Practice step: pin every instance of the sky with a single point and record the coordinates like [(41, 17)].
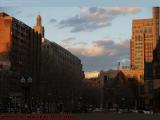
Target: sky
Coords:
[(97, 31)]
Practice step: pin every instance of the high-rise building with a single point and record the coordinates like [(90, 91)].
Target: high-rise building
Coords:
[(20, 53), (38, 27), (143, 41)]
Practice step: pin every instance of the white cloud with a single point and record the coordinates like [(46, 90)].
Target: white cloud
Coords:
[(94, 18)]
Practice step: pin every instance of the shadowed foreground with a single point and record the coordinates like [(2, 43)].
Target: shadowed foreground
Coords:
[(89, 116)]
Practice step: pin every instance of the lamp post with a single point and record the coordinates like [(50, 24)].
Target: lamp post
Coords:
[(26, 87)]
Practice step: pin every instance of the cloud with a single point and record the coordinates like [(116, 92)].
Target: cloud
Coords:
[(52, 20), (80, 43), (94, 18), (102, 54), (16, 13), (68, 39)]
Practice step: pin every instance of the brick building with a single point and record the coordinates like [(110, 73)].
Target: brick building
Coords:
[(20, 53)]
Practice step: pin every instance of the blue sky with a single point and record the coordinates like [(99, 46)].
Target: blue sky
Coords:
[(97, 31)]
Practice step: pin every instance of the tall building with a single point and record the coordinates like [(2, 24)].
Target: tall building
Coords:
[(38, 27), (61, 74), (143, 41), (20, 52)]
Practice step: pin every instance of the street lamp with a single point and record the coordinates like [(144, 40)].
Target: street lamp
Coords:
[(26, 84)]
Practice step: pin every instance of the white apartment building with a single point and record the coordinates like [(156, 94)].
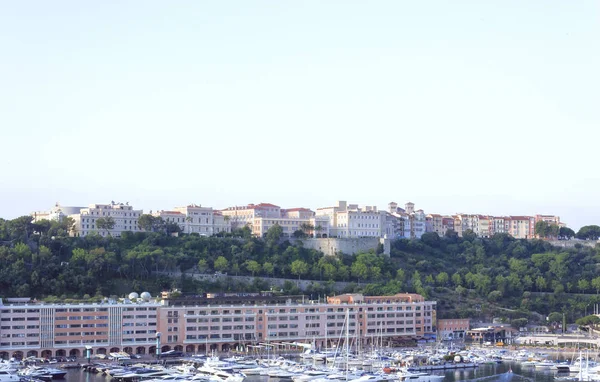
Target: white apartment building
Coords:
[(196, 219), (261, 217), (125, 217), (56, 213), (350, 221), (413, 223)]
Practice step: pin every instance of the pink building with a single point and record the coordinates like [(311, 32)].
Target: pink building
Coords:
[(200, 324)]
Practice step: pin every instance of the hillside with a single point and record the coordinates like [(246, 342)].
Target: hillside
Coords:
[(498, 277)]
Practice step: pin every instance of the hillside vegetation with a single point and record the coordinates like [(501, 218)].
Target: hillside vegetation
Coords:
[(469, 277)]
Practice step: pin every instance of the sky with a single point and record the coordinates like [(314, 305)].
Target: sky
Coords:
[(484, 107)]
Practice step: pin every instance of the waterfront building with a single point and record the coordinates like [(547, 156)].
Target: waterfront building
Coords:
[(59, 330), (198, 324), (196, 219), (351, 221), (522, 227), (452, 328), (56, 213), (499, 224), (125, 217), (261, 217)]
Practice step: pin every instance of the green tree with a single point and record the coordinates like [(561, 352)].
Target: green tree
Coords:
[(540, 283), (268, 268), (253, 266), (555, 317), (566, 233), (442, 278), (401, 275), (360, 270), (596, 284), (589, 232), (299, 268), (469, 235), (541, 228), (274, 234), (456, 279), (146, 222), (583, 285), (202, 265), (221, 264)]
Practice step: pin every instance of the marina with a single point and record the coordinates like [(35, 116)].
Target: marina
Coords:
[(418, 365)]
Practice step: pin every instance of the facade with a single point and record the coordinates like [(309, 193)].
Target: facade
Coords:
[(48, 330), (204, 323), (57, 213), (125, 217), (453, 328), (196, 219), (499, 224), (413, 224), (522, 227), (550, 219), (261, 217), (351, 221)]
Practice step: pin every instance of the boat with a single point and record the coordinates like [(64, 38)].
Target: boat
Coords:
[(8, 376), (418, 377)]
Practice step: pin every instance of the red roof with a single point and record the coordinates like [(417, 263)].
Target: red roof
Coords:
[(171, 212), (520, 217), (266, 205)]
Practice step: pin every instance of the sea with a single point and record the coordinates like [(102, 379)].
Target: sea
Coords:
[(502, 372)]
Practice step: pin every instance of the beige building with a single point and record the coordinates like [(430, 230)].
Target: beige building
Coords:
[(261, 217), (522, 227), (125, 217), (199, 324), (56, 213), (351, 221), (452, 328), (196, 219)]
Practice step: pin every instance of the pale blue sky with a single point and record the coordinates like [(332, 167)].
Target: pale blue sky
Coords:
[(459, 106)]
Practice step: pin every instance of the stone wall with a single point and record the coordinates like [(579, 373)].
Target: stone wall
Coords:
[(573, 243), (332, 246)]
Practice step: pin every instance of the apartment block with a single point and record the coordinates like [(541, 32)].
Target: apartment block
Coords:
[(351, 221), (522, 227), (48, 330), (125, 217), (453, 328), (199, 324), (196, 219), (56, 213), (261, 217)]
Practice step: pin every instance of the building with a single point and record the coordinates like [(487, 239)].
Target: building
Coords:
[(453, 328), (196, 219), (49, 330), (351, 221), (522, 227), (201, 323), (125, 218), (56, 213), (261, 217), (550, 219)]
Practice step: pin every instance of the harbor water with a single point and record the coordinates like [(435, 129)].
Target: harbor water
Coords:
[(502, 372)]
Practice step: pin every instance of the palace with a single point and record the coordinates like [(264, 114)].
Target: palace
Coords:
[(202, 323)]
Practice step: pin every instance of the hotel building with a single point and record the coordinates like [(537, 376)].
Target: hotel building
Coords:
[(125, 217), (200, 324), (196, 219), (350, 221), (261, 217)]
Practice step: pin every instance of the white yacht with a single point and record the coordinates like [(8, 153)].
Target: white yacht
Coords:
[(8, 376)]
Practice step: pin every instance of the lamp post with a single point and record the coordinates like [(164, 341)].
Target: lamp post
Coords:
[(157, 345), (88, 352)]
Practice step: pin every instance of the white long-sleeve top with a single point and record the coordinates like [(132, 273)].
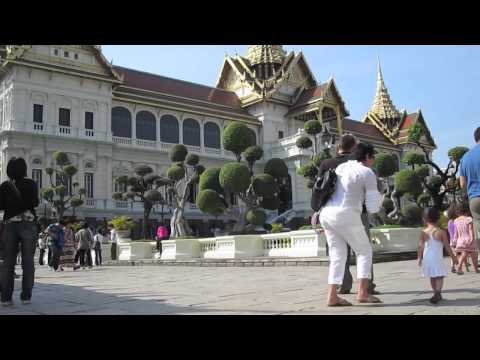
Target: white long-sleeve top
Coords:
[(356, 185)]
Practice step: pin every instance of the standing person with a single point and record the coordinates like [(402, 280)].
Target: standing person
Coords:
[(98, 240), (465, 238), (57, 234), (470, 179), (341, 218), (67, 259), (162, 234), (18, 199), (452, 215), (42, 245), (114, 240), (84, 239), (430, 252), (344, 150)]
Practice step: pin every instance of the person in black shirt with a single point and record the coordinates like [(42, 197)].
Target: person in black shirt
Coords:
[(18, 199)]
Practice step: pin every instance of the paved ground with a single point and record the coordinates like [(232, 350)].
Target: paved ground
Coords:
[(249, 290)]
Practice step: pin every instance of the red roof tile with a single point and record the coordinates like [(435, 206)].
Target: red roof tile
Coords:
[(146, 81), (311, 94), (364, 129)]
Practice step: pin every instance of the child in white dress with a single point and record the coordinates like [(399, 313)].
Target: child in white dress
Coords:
--------
BRIEF> In every one of these lines, swap "Practice step" for "Exercise" and write the lines out again with nothing else changed, leaving out the pictures.

EXERCISE RESULT>
Exercise: pin every instance of the sky with a single point and record the coordinates like [(41, 17)].
Target: sky
Coords:
[(97, 31)]
Exercise: pin every instance of the high-rise building with a single point and record the coordinates like [(90, 91)].
Target: high-rise building
Coords:
[(20, 53), (38, 27), (143, 41)]
Exercise: pin every instance of the white cloud with a single point and record the coordinates like [(46, 90)].
Target: white cloud
Coords:
[(94, 18)]
Exercise: pin every instance of the shadowed foreground with a single point and record the coordinates like [(2, 43)].
Target: shadowed foreground
Coords:
[(89, 116)]
Exercise: pin every instance of the lamp post with a single point and record the coordinates like [(50, 24)].
Target: lamp post
Coords:
[(26, 87)]
Exercise: pin every instance of the cloud with a single point and record the coordinates like [(116, 92)].
Target: cloud
Coords:
[(52, 20), (80, 43), (94, 18), (102, 54), (16, 13), (68, 39)]
Exercise: pin every instance of the brick building with a single point and record the coordinates like [(110, 73)].
Target: brick building
Coords:
[(20, 53)]
Exercise: pin every instance of the blue sky with a single point and record the coordinates like [(99, 46)].
Target: blue sky
Coords:
[(97, 31)]
Exercise: pin every instance of the tall building with a single point and record the coordinates like [(2, 24)].
Target: tall building
Coords:
[(38, 27), (61, 74), (143, 41), (20, 52)]
Exercise: pin every instance of the street lamp with a single point and record the coordinates like [(144, 40)].
Target: street lamp
Coords:
[(26, 84)]
Exercise: pin every instance of the white apartment building with a single point and record the coordinates like [(156, 94)].
Target: white apartment building
Coords:
[(196, 219), (261, 217), (125, 217), (56, 213), (350, 221), (413, 223)]
Exercise: pin every instance of the pink building with a single point and record the coordinates like [(311, 32)].
Target: pink building
Coords:
[(200, 324)]
Exercise: pin every instance of the hillside with a single point and record the coordinates like [(246, 342)].
Target: hillside
Coords:
[(498, 277)]
Exercise: pin every instance of the hillside vegetation with a single point and record the coordinates like [(501, 218)].
Target: hillside vegetation
Coords:
[(469, 277)]
Exercise: pin every instance of the sky with a single point and record the coordinates like [(314, 305)].
Target: sky
Coords:
[(484, 107)]
Exercise: pin every instance of the waterfront building with a single point and record the coordinates like [(547, 156)].
Target: waterfront building
Coords:
[(59, 330), (198, 324), (196, 219), (351, 221), (522, 227), (452, 328), (56, 213), (499, 224), (125, 217), (261, 217)]
Exercise: pin every instance of the green tree with a single point and record the coordinates like [(561, 352)].
Target: green tree
Coords:
[(540, 283), (268, 268), (253, 266), (555, 317), (566, 233), (442, 278), (401, 275), (360, 270), (596, 284), (589, 232), (299, 268), (469, 235), (541, 228), (274, 234), (456, 279), (146, 222), (583, 285), (202, 265), (221, 264)]
Exercise: pin every instance of the marina with a single point and record the coordinates like [(35, 116)].
Target: marina
Coords:
[(418, 365)]
Exercise: pin every instance of the facade with a single point and record the coordinates like [(309, 193)].
Target: facade
Coords:
[(48, 330), (204, 323), (57, 213), (125, 217), (453, 328), (196, 219), (499, 224), (413, 224), (522, 227), (550, 219), (261, 217), (351, 221)]
Exercise: pin every instance of the boat with a single point and record the coordinates like [(64, 38)].
Target: boat
Coords:
[(8, 376), (418, 377)]
Exercise: pin every instance of the red roof with a single point and record the coordinates like [(417, 263)].
Target: red roof
Coords:
[(171, 212), (520, 217), (266, 205)]
Exercise: pin every instance of the sea with a single point and record the coordinates like [(102, 379)].
Target: sea
Coords:
[(502, 372)]
Exercise: pin every instance of the beige building with a single point and record the coordinates like [(430, 230)].
Target: beige building
Coords:
[(261, 217), (522, 227), (125, 217), (199, 324), (56, 213), (351, 221), (452, 328), (196, 219)]
Exercise: pin every instance of the pale blue sky with a single point and record the coordinates like [(332, 167)].
Target: pale blue sky
Coords:
[(459, 106)]
Exercise: pin every instance of the stone wall with a single point and record the coordinates like [(579, 373)].
Target: stone wall
Coords:
[(573, 243), (332, 246)]
Exercise: pin every instance of the apartment block with a single point and record the coordinates like [(541, 32)].
Target: apartment block
Coords:
[(351, 221), (522, 227), (48, 330), (125, 217), (453, 328), (199, 324), (196, 219), (56, 213), (261, 217)]
Exercise: pin every instance of the building with a single point and record the coordinates like [(487, 239)].
Target: building
Coords:
[(453, 328), (196, 219), (49, 330), (351, 221), (522, 227), (201, 323), (125, 218), (56, 213), (261, 217), (550, 219)]
Exercise: pin every instance of the harbor water with a single point and record the coordinates like [(435, 129)].
Target: harbor water
Coords:
[(502, 372)]
Exercise: pin every instance of the palace with a single point and record the coordinates like [(264, 114)].
Target: palace
Coords:
[(202, 323)]
Exercise: pin every instance of the hotel building with a single point and record the coordinates like [(537, 376)].
Target: hotel building
Coords:
[(125, 217), (200, 324), (196, 219), (350, 221), (261, 217)]
Exercise: pin every instance of the white yacht with a single point and record the coordinates like [(8, 153)].
Target: white yacht
Coords:
[(8, 376)]
Exercise: pin every instance of the lamp post with a single point and record the coordinates like [(164, 341)].
Target: lamp post
Coords:
[(157, 345), (88, 352)]
Exercise: pin every instance of the white long-sleeve top with a single point and record the coordinates like [(132, 273)].
Target: white long-sleeve top
Coords:
[(356, 185)]
Exercise: pin every instance of the standing person with a single point and record the coordinates like [(402, 280)].
Target: standing person
Coords:
[(98, 240), (465, 238), (57, 234), (470, 179), (341, 218), (67, 259), (162, 234), (18, 199), (452, 215), (42, 245), (114, 240), (84, 239), (430, 252), (344, 150)]
Exercise: pin every instance of the person in black shirt with a single point and record the coordinates like [(42, 197)].
Target: person in black shirt
Coords:
[(18, 199)]
Exercise: pin every instance of the paved ground with a single point and record the coordinates like [(232, 350)].
Target: paved ground
Coords:
[(249, 290)]
Exercise: pin every instance of the red roof tile with a single point and record the coordinates like [(435, 206)].
Target: red roof tile
Coords:
[(146, 81), (311, 94), (364, 129)]
Exercise: pin every instance of the child in white dress with a single point and record the coordinates like [(399, 313)].
Target: child in white dress
Coords:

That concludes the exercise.